>> Start Data excerpts
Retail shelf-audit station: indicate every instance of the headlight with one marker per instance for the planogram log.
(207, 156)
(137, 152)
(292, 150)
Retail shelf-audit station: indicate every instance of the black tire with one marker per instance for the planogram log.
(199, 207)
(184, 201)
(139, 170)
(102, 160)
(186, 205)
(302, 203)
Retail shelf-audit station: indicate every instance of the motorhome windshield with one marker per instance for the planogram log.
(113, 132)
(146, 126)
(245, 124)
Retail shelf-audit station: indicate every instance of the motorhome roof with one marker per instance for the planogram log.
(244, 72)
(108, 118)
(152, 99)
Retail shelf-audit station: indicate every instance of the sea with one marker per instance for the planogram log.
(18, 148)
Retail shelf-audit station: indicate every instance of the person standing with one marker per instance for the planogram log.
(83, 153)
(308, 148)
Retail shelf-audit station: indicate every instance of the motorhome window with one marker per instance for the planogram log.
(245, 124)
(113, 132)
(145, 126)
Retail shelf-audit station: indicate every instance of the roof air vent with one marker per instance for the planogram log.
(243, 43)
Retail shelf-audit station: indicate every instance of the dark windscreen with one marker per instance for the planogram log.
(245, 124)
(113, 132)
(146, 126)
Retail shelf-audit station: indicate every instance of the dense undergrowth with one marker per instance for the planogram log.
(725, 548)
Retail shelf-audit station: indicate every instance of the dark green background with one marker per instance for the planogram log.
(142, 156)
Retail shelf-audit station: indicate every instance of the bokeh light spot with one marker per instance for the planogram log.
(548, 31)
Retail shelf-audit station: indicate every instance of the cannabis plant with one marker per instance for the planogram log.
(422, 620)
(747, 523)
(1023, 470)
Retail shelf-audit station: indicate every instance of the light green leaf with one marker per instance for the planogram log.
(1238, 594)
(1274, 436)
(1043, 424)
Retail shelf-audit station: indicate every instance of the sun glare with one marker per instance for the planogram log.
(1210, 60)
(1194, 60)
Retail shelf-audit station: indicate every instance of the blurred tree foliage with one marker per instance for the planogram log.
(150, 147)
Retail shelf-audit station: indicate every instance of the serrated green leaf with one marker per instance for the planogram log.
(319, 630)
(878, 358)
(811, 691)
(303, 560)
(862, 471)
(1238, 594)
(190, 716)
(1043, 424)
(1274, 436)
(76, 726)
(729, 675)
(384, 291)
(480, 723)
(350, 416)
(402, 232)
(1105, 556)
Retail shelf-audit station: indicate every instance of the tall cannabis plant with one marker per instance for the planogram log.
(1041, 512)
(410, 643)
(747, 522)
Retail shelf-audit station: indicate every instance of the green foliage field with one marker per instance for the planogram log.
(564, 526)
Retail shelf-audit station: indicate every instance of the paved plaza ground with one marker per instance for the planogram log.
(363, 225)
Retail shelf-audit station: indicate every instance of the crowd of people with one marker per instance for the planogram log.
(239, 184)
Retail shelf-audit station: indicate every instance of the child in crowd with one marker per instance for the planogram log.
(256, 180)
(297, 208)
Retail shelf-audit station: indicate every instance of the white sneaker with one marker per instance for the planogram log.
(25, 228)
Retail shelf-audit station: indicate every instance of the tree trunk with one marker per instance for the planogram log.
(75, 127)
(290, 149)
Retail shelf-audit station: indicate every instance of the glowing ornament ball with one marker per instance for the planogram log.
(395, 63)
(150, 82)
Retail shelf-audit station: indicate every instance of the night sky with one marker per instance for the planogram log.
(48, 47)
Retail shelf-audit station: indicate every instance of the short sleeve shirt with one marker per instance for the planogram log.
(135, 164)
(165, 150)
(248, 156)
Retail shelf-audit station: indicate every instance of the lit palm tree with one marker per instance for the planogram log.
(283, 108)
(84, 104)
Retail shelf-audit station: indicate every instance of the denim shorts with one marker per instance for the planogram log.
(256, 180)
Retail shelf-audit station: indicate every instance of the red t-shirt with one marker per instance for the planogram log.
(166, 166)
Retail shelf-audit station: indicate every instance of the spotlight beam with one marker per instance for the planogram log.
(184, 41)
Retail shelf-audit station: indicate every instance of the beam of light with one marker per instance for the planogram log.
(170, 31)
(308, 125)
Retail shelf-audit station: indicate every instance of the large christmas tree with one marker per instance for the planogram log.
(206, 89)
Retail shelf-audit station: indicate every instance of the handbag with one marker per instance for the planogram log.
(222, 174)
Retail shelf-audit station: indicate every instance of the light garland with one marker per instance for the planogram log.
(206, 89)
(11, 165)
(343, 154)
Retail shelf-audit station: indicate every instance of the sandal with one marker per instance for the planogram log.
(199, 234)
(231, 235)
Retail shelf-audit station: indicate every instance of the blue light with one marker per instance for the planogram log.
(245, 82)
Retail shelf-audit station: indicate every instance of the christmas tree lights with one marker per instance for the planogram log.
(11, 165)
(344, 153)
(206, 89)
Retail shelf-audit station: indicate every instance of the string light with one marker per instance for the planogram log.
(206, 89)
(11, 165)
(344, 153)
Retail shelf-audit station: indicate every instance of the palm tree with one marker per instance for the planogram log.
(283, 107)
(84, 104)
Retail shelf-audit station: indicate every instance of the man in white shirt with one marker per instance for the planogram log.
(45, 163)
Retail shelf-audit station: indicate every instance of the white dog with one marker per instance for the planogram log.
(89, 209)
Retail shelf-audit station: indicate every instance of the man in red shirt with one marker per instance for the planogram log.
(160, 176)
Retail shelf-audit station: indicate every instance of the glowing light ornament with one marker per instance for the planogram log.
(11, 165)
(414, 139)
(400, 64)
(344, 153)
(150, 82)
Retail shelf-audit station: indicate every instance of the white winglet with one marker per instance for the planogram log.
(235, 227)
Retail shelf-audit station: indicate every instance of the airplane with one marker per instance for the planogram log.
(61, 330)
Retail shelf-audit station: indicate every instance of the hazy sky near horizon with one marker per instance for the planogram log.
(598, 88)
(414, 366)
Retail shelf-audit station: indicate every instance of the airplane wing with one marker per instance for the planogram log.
>> End Data excerpts
**Objective:**
Repeat the line that contains "the white winglet", then every line after it until the records end, with nothing added.

**Output:**
Retail shelf-audit station: indicate every instance of the white winglet with one marker per instance for the planogram log.
(235, 227)
Retail shelf-audit station: indicate every instance of the airplane with one marker per instance for the planogram log.
(61, 330)
Retail shelf-audit station: indicate every instance of the hazy sky near horizon with one marker per instance for the planogram log.
(598, 88)
(414, 366)
Retail shelf-audit station: indicate every instance of the airplane wing with one marker per instance for the planogram log.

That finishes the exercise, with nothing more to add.